#### [INSTRUCTIONS TO FOLLOW]
In full and without change, return each entry.

#### [Referring expression grounding data]
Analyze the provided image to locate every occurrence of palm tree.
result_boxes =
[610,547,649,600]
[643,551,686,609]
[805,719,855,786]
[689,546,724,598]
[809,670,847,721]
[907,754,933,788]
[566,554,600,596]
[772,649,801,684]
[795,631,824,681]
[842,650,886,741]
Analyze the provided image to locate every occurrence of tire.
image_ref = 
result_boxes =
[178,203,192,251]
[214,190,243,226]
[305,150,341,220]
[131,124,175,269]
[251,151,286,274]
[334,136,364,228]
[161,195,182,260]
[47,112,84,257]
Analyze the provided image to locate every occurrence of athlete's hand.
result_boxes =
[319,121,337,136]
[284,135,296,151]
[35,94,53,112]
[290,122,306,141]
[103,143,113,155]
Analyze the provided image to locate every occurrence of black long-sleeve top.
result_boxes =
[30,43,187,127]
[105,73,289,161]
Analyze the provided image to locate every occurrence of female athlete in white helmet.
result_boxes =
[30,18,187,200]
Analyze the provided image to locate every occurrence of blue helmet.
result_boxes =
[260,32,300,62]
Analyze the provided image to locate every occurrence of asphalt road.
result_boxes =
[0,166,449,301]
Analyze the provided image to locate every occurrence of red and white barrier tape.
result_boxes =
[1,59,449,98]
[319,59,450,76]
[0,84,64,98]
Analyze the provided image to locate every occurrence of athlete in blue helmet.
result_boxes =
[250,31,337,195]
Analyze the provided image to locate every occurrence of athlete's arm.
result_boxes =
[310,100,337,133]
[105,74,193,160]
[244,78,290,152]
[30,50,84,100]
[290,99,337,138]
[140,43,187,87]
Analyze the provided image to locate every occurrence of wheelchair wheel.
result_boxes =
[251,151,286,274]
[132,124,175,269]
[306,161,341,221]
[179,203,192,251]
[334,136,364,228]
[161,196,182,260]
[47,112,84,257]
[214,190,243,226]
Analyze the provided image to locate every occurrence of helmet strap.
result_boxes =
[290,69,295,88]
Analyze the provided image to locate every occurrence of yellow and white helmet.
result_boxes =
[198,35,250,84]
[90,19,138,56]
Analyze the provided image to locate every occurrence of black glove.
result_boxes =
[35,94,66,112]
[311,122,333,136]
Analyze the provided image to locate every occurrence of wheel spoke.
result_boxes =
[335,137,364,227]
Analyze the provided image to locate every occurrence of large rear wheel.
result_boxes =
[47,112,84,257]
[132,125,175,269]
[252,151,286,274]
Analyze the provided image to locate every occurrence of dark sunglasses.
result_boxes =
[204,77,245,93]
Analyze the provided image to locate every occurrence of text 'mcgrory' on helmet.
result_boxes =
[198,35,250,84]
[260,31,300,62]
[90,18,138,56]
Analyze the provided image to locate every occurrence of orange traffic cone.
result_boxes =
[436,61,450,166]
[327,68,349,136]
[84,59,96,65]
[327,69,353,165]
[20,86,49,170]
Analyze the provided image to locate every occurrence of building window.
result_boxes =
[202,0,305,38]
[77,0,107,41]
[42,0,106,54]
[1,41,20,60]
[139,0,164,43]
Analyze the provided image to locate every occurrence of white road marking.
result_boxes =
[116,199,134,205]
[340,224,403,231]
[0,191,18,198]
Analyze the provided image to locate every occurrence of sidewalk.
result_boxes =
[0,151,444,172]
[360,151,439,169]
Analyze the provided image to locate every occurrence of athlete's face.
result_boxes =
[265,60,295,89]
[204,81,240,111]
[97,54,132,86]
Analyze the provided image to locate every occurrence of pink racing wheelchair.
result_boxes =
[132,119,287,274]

#### [EXERCISE RESPONSE]
Analyze the provided image to locate every occurrence of palm tree.
result_boxes =
[610,547,649,600]
[643,551,686,609]
[805,719,855,786]
[689,546,724,598]
[809,670,847,721]
[907,754,933,788]
[566,554,600,596]
[772,649,801,684]
[795,631,824,681]
[842,650,886,741]
Analyze the provided image to locate every occurrence of tire.
image_ref = 
result_boxes =
[178,203,192,251]
[214,190,243,226]
[305,150,341,220]
[131,124,175,269]
[251,151,286,274]
[334,136,364,228]
[161,195,182,260]
[47,112,84,257]
Analyze the provided image to locate every occurrence of athlete's hand.
result_boxes =
[319,121,337,136]
[284,135,296,151]
[35,94,53,112]
[290,122,306,141]
[103,143,113,155]
Analyze the provided image to locate every occurrence of black long-sleeve top.
result_boxes =
[30,43,187,127]
[105,73,289,161]
Analyze the provided image to locate every occurrence of female athlete in white helmet.
result_boxes =
[30,18,187,200]
Analyze the provided image to locate every occurrence of blue helmet.
result_boxes =
[260,32,300,62]
Analyze the provided image to locate every occurrence of asphalt road.
result_boxes =
[0,166,449,301]
Analyze the provided image to locate every occurrence of red and white barrier tape.
result_boxes =
[1,59,449,98]
[319,59,450,76]
[0,84,64,98]
Analyze the provided image to locate every occurrence of athlete in blue helmet.
result_boxes =
[250,31,337,195]
Analyze the provided image to locate every occurrence of athlete's arm.
result_boxes =
[310,100,337,133]
[105,74,193,160]
[244,78,290,152]
[30,50,84,100]
[290,99,337,138]
[140,43,187,87]
Analyze the provided image to locate every occurrence of wheelchair wheel.
result_boxes =
[251,151,286,274]
[132,124,175,269]
[306,161,341,221]
[179,203,192,251]
[334,136,364,228]
[161,196,182,260]
[47,112,84,257]
[214,190,243,226]
Analyze the provided image to locate every occurrence of helmet strap.
result_boxes =
[290,69,295,88]
Analyze the provided image to locate every occurrence of yellow and white helmet.
result_boxes =
[198,35,250,84]
[90,19,138,56]
Analyze the provided image to locate every occurrence of black glove.
result_boxes =
[35,94,66,112]
[311,122,333,136]
Analyze the provided image to locate every occurrence of wheel spoke.
result_boxes =
[335,137,364,227]
Analyze the provided image to locate every occurrence of large rear wheel.
result_boxes =
[47,112,84,257]
[132,125,175,269]
[252,151,286,274]
Analyze the provided image to locate every occurrence of dark sunglasses.
result_boxes =
[204,77,245,93]
Analyze the provided image to locate every occurrence of text 'mcgrory' on helmet.
result_boxes =
[198,35,250,84]
[260,31,300,62]
[90,18,138,56]
Analyze the provided image to locate every occurrence of orange traffic cone.
result_boxes =
[436,61,450,166]
[327,68,349,136]
[84,59,96,65]
[327,69,353,165]
[20,86,49,170]
Analyze the provided image to locate every occurrence of building window.
result_boxes =
[202,0,305,38]
[77,0,107,41]
[42,0,106,54]
[1,41,20,60]
[139,0,164,43]
Analyze the provided image to locate every occurrence of white road marking.
result_boxes =
[116,199,134,205]
[340,224,403,231]
[0,191,18,198]
Analyze the provided image to locate every occurrence of sidewalk.
result_boxes =
[0,151,444,172]
[360,151,439,169]
Analyze the provided image to locate every occurrence of athlete's face.
result_boxes =
[265,60,295,89]
[204,81,240,111]
[97,54,132,86]
Analyze the provided image to locate every occurrence of pink racing wheelchair.
result_boxes =
[132,119,287,274]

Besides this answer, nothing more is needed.